What is needed -
Write out the data below in full, please. Keep every character as given.
----- Supplied records
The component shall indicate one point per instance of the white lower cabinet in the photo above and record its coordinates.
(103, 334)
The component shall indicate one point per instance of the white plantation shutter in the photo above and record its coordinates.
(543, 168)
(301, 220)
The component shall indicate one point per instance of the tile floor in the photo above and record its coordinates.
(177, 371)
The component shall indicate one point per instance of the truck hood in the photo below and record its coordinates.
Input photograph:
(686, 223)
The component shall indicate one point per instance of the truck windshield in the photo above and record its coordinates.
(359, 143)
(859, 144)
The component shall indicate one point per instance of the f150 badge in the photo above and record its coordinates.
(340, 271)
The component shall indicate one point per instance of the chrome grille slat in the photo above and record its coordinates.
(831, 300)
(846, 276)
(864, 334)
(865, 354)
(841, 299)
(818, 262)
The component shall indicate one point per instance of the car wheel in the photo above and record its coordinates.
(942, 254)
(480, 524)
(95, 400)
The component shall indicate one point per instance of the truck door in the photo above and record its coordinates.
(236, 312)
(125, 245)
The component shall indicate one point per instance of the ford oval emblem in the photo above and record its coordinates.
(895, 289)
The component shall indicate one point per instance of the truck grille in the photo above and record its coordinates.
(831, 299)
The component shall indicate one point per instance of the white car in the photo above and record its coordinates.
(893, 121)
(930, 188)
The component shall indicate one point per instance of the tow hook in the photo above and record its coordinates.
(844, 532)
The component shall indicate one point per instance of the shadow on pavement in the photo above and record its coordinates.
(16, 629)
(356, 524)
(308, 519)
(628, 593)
----------
Finished exercise -
The component shall indicate one point per instance of the white lower cabinet in the photo above and record its coordinates.
(103, 334)
The component shall indicate one point per instance of the white plantation shutter in the photo above and record its coordinates.
(543, 168)
(301, 220)
The component shall indicate one point per instance of the tile floor in the photo above and record its coordinates.
(177, 371)
The component shall indicate one point per instance of the truck hood in the photo below and record its coordinates.
Input photograph:
(686, 223)
The component shall indicate one point per instance of the truck windshield in the photo above and record its coordinates.
(359, 143)
(859, 144)
The component shall indicate one point per instance of the f150 badge in the photo above and record its coordinates.
(340, 271)
The component shall indicate one point per instance of the chrome grille slat in the photo above and record its coordinates.
(831, 300)
(846, 276)
(864, 334)
(865, 354)
(841, 299)
(818, 262)
The component shall indicate one point per instance of the car wheel in the photo above and record its coordinates.
(942, 254)
(480, 524)
(95, 400)
The component shall indicate one point per instance of the truck door in the photo above and record its coordinates.
(236, 312)
(125, 245)
The component shall indicate one point per instance of the ford oval emblem in the photo above and record its coordinates.
(895, 289)
The component shall indicate one point per instance of the truck grille in the photo above and record its coordinates.
(831, 299)
The component shall indicate one point per instance of the white car in the photo above and record its coordinates.
(893, 121)
(930, 188)
The component shall indicate one point per instance of the tow hook in the photo above and record its coordinates.
(844, 532)
The component shall indicate one point per instance of the shadow on pavement in the photo above and record its coordinates.
(16, 629)
(356, 524)
(308, 519)
(628, 593)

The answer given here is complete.